MATERIAL SUPPLIED START

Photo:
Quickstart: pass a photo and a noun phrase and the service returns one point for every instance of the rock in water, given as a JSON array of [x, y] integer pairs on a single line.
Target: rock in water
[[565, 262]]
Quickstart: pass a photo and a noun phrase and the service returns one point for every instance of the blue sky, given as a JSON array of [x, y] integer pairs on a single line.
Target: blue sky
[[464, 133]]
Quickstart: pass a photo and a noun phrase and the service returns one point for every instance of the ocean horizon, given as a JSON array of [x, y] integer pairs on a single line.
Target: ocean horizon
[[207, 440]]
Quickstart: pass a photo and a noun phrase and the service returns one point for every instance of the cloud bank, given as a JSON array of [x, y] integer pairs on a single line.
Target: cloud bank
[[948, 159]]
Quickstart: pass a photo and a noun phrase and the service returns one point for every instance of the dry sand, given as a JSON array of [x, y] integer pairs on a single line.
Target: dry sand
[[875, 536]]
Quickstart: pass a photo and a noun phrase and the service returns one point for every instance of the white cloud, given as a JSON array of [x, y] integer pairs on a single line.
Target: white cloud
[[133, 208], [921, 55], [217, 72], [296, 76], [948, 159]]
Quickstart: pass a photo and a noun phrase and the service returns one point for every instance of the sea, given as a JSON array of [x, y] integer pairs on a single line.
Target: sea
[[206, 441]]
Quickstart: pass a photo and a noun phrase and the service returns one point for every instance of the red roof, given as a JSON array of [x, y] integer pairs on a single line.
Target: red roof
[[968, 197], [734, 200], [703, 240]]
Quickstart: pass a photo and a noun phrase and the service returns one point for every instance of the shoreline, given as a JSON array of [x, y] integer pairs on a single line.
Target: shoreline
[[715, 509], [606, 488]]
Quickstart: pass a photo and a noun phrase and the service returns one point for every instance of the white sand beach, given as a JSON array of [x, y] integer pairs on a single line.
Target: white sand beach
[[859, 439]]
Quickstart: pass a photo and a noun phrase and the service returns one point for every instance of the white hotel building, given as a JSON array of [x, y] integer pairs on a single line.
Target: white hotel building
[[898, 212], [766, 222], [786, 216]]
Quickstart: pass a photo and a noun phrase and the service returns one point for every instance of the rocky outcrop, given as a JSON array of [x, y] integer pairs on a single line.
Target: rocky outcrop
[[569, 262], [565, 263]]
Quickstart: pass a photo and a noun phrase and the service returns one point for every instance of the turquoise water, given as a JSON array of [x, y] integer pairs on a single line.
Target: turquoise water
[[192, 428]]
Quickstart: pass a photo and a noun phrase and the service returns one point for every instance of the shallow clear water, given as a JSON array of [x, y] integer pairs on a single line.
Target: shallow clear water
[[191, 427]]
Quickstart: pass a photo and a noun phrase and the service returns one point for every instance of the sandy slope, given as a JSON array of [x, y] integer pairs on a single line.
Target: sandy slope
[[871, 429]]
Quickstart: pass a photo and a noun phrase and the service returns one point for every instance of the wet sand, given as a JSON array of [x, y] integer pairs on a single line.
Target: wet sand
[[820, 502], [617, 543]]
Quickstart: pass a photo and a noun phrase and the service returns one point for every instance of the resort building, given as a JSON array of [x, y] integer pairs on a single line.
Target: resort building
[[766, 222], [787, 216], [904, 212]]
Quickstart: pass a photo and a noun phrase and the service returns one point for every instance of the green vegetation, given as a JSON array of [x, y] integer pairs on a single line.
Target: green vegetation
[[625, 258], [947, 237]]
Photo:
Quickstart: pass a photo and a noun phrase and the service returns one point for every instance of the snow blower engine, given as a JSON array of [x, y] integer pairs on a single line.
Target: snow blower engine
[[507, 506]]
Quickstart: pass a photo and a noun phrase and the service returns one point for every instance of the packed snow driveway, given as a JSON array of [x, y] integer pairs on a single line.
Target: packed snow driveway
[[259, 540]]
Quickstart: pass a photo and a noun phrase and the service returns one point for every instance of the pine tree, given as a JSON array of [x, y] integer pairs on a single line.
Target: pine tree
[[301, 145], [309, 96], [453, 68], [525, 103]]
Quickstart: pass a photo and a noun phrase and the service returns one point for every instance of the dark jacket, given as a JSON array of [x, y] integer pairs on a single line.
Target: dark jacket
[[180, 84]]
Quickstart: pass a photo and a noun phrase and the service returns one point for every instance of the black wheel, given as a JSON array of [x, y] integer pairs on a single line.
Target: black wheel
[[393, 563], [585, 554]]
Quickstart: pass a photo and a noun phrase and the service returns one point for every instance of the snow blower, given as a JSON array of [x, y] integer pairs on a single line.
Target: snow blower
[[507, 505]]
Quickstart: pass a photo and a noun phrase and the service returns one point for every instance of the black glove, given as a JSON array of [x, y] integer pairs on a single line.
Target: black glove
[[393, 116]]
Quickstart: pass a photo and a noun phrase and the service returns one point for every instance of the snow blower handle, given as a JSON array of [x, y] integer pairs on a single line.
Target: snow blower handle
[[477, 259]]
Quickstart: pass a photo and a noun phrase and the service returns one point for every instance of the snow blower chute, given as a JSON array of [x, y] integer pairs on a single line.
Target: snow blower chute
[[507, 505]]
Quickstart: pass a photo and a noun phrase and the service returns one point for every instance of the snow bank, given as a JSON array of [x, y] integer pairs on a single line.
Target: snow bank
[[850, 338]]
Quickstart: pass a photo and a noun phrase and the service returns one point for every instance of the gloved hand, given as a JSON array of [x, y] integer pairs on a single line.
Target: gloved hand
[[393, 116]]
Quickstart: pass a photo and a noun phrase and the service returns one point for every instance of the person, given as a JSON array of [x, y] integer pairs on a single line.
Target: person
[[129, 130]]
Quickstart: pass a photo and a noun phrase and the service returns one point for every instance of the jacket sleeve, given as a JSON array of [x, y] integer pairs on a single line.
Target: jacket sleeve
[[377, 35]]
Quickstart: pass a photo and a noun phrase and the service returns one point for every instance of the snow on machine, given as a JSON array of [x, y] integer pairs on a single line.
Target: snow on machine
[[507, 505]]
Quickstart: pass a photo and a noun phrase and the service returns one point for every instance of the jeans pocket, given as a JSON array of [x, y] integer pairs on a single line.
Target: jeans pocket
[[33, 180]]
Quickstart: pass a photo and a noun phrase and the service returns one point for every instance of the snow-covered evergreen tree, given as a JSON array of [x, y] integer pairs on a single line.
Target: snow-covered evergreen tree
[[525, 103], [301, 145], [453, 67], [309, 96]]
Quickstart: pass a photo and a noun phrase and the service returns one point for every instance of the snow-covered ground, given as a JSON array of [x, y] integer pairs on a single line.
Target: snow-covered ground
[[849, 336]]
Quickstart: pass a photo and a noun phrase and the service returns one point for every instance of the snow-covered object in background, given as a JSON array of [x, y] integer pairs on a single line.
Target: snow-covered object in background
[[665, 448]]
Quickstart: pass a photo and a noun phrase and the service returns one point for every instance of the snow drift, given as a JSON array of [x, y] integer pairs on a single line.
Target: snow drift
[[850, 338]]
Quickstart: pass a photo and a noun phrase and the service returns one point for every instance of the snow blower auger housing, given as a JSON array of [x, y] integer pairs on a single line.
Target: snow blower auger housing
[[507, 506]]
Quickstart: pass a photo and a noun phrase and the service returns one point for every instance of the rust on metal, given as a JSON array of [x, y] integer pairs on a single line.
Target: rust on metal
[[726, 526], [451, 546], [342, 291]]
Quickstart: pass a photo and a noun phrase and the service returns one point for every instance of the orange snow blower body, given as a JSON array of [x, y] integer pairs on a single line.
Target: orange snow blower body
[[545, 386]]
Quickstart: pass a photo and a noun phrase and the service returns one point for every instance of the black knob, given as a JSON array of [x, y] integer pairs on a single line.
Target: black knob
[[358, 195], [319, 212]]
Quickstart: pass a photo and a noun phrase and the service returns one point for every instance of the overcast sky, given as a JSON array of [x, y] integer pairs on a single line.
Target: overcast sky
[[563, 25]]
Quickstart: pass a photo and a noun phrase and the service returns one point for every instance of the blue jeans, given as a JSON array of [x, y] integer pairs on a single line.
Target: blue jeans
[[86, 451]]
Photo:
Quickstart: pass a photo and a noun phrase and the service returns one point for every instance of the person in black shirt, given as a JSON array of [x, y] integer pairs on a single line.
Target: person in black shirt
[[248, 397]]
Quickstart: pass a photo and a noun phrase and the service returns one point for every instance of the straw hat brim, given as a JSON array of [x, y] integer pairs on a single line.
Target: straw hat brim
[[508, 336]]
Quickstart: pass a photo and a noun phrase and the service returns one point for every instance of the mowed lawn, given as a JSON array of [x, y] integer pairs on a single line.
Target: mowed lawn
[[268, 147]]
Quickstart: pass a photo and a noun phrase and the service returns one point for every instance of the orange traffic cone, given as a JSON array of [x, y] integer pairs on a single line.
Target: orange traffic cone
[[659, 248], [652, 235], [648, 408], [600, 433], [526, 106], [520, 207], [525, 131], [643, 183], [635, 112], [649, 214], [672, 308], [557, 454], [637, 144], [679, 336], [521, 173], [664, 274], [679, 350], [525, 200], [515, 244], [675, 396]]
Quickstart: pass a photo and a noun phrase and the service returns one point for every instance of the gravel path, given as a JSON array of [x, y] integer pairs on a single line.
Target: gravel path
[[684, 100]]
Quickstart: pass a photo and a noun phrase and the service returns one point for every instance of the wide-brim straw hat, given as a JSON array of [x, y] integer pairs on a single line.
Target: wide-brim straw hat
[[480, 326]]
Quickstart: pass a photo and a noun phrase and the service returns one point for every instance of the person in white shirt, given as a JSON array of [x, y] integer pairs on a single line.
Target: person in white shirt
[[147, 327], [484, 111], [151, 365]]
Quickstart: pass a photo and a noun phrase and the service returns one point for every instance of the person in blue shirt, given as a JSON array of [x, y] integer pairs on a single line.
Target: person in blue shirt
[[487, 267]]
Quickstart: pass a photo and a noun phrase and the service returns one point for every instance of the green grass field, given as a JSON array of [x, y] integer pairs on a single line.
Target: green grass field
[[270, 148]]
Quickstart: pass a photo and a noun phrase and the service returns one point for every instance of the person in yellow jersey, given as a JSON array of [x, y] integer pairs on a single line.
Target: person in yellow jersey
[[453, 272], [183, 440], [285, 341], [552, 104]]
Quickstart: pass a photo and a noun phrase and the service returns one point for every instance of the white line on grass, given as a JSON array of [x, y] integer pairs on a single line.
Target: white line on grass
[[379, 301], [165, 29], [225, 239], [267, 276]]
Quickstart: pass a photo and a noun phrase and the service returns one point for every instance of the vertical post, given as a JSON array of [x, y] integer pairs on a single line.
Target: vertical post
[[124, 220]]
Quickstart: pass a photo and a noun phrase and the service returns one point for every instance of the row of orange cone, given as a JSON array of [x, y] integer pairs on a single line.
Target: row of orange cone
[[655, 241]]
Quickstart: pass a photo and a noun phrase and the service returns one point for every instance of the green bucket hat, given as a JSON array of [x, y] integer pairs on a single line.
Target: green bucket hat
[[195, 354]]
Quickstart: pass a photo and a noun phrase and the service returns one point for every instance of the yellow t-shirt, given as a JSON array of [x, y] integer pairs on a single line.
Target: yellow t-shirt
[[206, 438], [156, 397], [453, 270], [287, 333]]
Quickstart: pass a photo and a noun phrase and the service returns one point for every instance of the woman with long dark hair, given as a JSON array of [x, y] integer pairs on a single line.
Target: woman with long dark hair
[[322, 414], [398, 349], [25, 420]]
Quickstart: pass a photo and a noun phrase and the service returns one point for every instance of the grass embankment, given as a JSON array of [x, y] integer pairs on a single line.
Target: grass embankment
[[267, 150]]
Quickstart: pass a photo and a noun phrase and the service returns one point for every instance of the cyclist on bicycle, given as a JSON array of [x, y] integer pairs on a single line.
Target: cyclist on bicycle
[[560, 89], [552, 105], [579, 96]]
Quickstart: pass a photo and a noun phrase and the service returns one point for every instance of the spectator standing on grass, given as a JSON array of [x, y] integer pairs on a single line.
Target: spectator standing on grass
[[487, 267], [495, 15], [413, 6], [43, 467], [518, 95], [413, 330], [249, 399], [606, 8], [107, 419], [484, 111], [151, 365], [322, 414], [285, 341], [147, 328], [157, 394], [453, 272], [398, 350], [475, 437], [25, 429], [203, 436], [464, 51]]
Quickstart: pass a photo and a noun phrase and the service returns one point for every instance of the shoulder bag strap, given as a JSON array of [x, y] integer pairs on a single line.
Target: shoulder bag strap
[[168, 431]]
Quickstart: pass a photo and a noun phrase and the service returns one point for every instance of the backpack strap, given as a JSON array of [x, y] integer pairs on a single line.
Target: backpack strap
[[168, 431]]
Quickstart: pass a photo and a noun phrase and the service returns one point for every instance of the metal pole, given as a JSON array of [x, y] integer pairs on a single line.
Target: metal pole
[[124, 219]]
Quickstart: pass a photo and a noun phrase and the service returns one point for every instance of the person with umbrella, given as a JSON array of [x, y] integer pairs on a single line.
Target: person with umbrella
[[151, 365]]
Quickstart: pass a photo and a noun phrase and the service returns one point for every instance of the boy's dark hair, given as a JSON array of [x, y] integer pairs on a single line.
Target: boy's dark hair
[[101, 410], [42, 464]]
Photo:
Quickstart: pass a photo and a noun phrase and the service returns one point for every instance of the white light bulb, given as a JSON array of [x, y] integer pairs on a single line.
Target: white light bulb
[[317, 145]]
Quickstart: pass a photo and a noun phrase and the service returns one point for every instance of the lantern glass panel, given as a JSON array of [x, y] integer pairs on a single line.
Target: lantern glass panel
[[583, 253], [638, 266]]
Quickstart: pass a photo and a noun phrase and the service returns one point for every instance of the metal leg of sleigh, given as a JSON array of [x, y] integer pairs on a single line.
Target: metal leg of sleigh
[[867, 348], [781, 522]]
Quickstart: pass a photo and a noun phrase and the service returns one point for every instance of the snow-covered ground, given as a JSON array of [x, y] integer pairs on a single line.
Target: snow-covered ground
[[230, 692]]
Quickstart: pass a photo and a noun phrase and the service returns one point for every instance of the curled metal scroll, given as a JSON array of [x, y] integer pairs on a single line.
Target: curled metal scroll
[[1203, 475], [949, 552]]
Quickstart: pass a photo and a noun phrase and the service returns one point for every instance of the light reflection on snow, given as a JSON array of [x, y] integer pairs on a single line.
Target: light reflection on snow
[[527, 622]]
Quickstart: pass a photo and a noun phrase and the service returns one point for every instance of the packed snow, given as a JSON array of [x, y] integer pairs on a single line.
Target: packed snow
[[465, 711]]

MATERIAL SUPPLIED END

Whatever else the listing above holds, retype exactly only the lines from the one containing "Target: gloved hand" to the one containing "the snow-covered evergreen", both ends kept.

● EXERCISE OUTPUT
Target: gloved hand
[[393, 116]]
Quickstart: pass a photo and a noun phrase and the service returns one point for every instance of the person, given as a JSON array of [x, y] integer pairs on a single line.
Target: person
[[129, 130]]
Quickstart: pass a photo and a noun phrase and the service returns one point for every instance of the jacket sleeve, given as a JSON array of [x, y] integer pairs on a single line.
Target: jacket sleeve
[[377, 35]]
Quickstart: pass a photo and a noun phrase and the service returns one point for every instance of the snow on machine, given as a JSON array of [x, y] integer pairs on a single line.
Target: snow on machine
[[507, 505]]
Quickstart: pass a photo and a noun phrase and the service returns one point for every instance of the jeans pocket, given as a JSON array of [x, y] integer pairs on a single line.
Target: jeans pocket
[[33, 180]]
Quickstart: pass a photo and a noun phrase and the service returns one point for every instance of the snow-covered evergreen tree, given as a JSON array of [x, y] integer pairs on a single line.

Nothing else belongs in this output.